Cet ouvrage de témoignage, au style très personnel, relate les grandes étapes de l’émergence du secteur de la microfinance au Maroc, secteur qui a reçu, en 2005, une importante reconnaissance nationale (accord-cadre avec l’Etat) et internationale (Prix du microcrédit du PNUD). Constitué d’associations, sans collecte d’épargne mais dotées de fonds de crédit par les ONG, les pouvoirs publics ou les agences de coopération, il sert en crédit plus de 40 % du public de la microfinance dans le monde arabe. Rida Lamrini a été le premier Président de la Fédération nationale des associations de microcrédit du maroc (Fnam), de 2001 à 2008 et son ouvrage permet de rétablir quelques vérités oubliées dans les reconstitutions historiques accompagnant le succès médiatique du secteur.

Un militantisme associatif relevant du « trouble à l’ordre public »

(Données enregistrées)
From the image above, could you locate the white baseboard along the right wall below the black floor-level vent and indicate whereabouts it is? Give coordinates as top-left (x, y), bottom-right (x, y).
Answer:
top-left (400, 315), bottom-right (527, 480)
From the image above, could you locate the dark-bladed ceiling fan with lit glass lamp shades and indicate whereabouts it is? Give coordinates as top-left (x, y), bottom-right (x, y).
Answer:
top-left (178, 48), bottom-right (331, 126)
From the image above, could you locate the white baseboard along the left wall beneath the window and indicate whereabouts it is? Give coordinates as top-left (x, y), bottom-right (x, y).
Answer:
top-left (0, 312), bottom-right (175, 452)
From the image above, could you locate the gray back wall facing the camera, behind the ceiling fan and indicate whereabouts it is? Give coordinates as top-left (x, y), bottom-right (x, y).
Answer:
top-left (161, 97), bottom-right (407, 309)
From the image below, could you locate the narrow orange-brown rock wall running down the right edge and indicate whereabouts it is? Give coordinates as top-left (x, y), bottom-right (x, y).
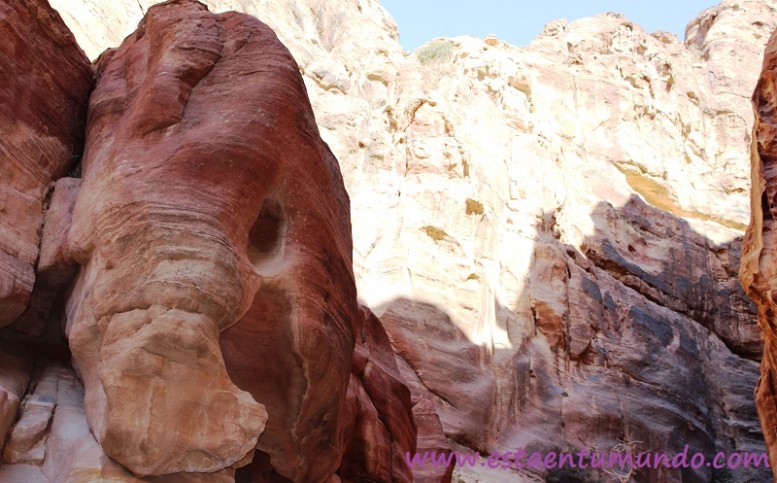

* _À faire_
[A] D'après le texte sur la microfinance au Maroc, pendant quelles années Rida Lamrini a-t-il présidé la Fnam ?
[B] Écrivez la suite du texte sur la microfinance au Maroc, à partir de l'endroit où il s'arrête.

* _Réponses attendues_
[A] De 2001 à 2008.

[B]
Initié au Maroc au début des années 1990, le microcrédit est un phénomène récent et a pour origine des militants des militants des Droits humains qui ont osé parler de pauvreté. « Le sujet relevait du trouble à l’ordre public » (p. 16). Surtout, ils ont osé agir, en se mettant hors la loi et cela pour des montants prêtés jugés dérisoires, en effet, « comment prétendre changer les conditions de vie des démunis avec 500 ou 1 000 DH (1) » (p. 17). En contact avec des organismes des Nations-Unies ou des ONG internationales, surtout anglo-saxonnes, le livre situe les origines de la microfinance à l’occasion d’une conférence à l’Ecole nationale d’agriculture de Meknès sur la désertification en 1992 où « le microcrédit y fut invoqué incidemment sous forme de prêts à des femmes rurales réunies dans des groupes solidaires, accordés sur 6 mois, moyennant un taux de 1 ou 1,5 %, avec une épargne obligatoire » (p. 23).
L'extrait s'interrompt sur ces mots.